▸ Source document
--- START ---

Exploring genome structure and dynamics
Genome informatics aims to fill the gap between genomic data and its biological interpretation by developing efficient and effective computational methods. In our research, we span a broad spectrum from the low level of DNA sequence comparison up to the higher levels of comparative genomics, metagenomics and phylogenetics.
Previous and Current Research
Comparative Genomics is a powerful paradigm for the analysis of genomic data, applied in several contexts, from functional annotation of genes to phylogenomics and comparison of whole genomes. The dramatically increasing amount of available data requires an important research effort in the development of comparative models, biologically sound and mathematically well understood, and of efficient algorithms and software that can handle large data sets.
To achieve these goals, various lines of research are conducted in the Genome Informatics group.
In sequence analysis, we develop index-based analysis methods for large-scale sequence comparison, pattern search, and pattern discovery. A recent research project addresses an important task in whole-genome sequencing. We develop software tools assisting in closing the gaps that remain between the contigs after a standard assembly of shotgun reads. In another, young branch of sequence analysis, metagenomics, we analyze sequencing data obtained from complex environmental samples to characterize their species composition.
In whole-genome comparison, we usually consider genomes at the level of gene orders. Here, one research branch is the study of gene clusters, i.e. sets of genes that are co-localized in several genomes and might thus be functionally related. We develop mathematically sound and biologically reasonable models, and, besides efficient algorithms for their detection, we are interested in the evolution of gene clusters in a phylogenetic context.
We are also working on models and algorithms for genomic rearrangement. The Double-Cut-and-Join (DCJ) operation provides a unifying concept for the well-known rearrangement events such as inversions, translocations, fissions, fusions, and transpositions. This model not only considerably simplifies the formal treatment of the different events. Moreover, the DCJ operation is an important tool with the potential to go even beyond the classical questions, addressing rearrangement problems that involve either gene duplications or missing information about the actual order of genes in a genome.

--- END ---

▸ Problem requirements
How would you render this sentence from the genome informatics page in French: "To achieve these goals, various lines of research are conducted in the Genome Informatics group."?

[Data for pointing with referring expressions]
--- START ---

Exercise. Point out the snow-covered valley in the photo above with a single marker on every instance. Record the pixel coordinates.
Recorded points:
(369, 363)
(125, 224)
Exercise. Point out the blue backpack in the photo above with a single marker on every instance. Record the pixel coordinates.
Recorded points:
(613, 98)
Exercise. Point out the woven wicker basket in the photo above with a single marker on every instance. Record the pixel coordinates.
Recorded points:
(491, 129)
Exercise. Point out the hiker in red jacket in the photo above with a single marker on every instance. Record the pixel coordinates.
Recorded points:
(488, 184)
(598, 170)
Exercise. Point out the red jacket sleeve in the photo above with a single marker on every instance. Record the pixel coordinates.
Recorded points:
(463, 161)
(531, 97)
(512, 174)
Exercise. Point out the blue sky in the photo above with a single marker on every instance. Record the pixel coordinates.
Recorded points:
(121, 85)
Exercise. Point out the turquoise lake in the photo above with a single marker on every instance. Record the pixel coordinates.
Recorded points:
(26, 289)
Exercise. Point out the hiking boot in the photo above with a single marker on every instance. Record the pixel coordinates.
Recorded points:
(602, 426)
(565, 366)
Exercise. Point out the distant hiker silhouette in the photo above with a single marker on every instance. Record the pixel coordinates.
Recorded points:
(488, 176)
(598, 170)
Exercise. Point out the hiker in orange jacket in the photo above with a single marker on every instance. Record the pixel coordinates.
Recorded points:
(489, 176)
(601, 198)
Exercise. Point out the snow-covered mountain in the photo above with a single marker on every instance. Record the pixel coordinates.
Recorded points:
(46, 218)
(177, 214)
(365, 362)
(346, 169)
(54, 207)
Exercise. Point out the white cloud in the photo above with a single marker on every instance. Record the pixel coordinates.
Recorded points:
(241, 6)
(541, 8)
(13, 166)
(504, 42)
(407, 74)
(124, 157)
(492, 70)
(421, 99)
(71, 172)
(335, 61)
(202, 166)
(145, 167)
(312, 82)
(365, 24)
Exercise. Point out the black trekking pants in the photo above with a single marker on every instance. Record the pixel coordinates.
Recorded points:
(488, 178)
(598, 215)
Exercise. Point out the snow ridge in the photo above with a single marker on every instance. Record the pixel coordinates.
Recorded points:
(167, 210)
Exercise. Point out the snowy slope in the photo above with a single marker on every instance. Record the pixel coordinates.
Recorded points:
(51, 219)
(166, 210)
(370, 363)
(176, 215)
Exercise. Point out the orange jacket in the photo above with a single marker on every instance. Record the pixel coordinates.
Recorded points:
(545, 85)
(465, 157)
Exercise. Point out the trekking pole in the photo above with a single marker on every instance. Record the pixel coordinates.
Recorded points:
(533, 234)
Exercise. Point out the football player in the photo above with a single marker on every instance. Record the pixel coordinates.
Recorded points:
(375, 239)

--- END ---
--- START ---

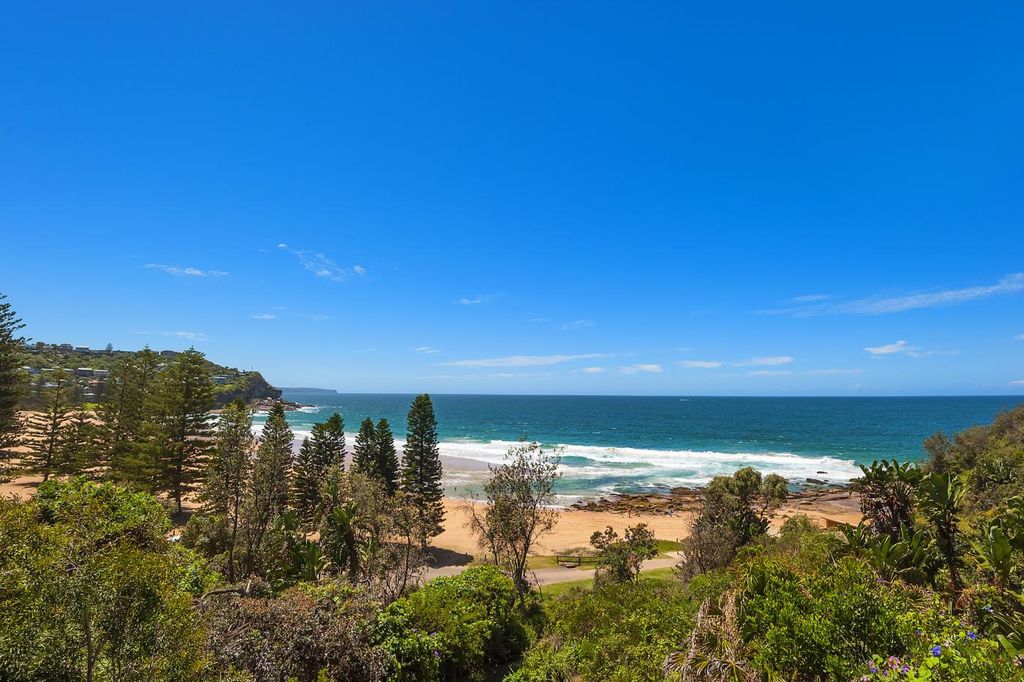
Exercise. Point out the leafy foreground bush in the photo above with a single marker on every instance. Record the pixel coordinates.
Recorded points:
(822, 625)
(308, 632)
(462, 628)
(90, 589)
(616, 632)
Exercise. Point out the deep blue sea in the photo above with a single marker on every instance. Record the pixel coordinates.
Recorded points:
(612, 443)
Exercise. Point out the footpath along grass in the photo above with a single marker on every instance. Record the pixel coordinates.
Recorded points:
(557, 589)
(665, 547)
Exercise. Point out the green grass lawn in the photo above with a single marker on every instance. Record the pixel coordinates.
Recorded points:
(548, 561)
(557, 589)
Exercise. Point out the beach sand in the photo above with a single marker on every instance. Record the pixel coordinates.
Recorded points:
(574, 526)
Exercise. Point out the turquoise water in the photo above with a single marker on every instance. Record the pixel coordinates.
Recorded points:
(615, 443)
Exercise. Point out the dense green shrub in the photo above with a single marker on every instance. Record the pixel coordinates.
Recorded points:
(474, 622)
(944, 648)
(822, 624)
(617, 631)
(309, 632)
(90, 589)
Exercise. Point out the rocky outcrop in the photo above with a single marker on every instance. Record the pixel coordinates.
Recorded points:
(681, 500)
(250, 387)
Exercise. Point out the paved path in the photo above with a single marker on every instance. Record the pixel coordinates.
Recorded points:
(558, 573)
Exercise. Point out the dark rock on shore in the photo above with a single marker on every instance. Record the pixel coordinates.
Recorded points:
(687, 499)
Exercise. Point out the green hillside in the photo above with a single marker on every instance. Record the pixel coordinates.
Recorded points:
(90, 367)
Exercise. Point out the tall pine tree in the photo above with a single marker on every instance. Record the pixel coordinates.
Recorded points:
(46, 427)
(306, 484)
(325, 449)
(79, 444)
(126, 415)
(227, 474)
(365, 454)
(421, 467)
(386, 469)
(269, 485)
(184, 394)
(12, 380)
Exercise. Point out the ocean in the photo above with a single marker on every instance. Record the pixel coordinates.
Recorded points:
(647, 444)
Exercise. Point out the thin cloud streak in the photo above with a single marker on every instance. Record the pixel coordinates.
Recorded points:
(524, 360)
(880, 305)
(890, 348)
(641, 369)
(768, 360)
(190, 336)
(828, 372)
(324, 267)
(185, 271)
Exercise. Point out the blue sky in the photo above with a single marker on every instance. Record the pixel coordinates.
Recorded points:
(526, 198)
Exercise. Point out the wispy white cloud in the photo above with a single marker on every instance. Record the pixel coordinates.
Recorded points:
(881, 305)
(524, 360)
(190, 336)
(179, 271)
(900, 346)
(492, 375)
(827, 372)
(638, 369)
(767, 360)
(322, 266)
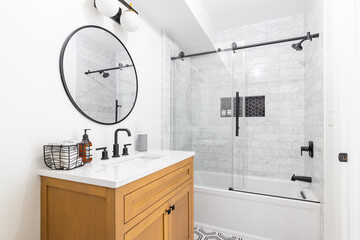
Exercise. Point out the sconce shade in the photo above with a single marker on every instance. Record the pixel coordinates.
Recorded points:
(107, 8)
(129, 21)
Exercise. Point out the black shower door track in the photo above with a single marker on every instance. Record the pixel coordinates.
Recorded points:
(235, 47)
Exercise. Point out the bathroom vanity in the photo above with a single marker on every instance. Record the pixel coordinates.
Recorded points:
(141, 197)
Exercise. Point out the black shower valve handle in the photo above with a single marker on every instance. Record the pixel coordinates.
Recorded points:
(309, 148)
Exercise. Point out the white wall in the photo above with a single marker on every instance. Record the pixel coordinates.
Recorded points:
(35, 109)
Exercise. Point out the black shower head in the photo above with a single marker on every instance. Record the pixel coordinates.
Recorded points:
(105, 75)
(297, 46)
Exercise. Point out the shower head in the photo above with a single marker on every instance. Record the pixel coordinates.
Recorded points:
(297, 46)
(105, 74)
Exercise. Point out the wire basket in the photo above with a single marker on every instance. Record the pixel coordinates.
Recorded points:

--- END ---

▸ Solution to this problem
Pour atteindre ces objectifs, divers axes de recherche sont menés au sein du groupe Genome Informatics.